Reproduce every line of all the items below, requests included, adding 125 to each coordinate value in the answers.
━━━━━━━━━━
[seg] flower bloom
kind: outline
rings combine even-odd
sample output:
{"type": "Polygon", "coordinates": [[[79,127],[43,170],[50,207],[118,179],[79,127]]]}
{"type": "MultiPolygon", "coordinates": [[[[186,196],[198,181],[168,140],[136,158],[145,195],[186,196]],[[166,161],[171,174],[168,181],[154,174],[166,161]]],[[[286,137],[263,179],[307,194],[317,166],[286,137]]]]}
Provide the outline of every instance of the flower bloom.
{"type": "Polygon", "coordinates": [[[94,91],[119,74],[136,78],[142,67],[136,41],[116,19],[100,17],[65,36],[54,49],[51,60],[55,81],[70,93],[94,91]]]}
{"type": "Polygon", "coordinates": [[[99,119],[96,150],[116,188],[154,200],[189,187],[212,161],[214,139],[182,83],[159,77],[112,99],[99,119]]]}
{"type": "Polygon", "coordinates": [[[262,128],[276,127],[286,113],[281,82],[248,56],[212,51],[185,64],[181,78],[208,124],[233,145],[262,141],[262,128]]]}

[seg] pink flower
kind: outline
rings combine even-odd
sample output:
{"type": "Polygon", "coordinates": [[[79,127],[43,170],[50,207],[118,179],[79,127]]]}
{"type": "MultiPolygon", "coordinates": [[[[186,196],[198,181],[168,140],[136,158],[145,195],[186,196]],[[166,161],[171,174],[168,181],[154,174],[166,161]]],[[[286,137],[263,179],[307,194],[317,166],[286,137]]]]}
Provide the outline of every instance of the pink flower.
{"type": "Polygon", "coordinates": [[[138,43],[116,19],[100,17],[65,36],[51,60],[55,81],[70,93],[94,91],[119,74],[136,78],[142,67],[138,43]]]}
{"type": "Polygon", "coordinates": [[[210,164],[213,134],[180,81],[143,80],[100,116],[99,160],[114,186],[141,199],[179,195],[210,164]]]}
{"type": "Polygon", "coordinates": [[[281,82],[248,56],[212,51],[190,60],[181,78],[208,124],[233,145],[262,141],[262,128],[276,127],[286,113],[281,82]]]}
━━━━━━━━━━
Answer below
[seg] flower bloom
kind: outline
rings combine even-odd
sample output:
{"type": "Polygon", "coordinates": [[[79,127],[43,170],[50,207],[118,179],[79,127]]]}
{"type": "MultiPolygon", "coordinates": [[[[186,196],[198,181],[168,140],[136,158],[145,195],[186,196]],[[166,161],[171,174],[168,181],[154,174],[166,161]]],[[[286,137],[263,179],[307,194],[317,166],[286,137]]]]}
Provide the outline of every instance of the flower bloom.
{"type": "Polygon", "coordinates": [[[219,216],[244,199],[261,203],[267,192],[261,166],[241,144],[225,142],[190,161],[179,174],[176,185],[180,206],[195,218],[219,216]]]}
{"type": "Polygon", "coordinates": [[[224,244],[221,275],[241,313],[279,325],[314,312],[337,286],[339,264],[307,208],[284,202],[237,224],[224,244]]]}
{"type": "Polygon", "coordinates": [[[387,253],[401,252],[411,238],[406,207],[373,181],[337,176],[310,189],[306,203],[333,249],[358,270],[387,266],[387,253]]]}

[seg] pink flower
kind: outline
rings combine even-odd
sample output:
{"type": "Polygon", "coordinates": [[[79,127],[43,170],[50,207],[118,179],[79,127]]]}
{"type": "MultiPolygon", "coordinates": [[[[186,196],[198,181],[168,140],[136,158],[145,195],[186,196]],[[166,161],[171,174],[168,181],[154,174],[166,161]]],[[[286,137],[263,179],[307,194],[317,166],[286,137]]]]}
Provide the outline of every instance of the pink flower.
{"type": "Polygon", "coordinates": [[[263,168],[241,144],[225,142],[190,161],[176,185],[180,206],[195,218],[219,216],[244,199],[261,203],[267,192],[263,168]]]}
{"type": "Polygon", "coordinates": [[[335,289],[338,259],[305,206],[268,205],[225,241],[224,285],[239,311],[266,324],[304,320],[335,289]]]}
{"type": "Polygon", "coordinates": [[[406,207],[373,181],[337,176],[315,185],[306,203],[333,249],[358,270],[387,266],[387,253],[401,252],[411,238],[406,207]]]}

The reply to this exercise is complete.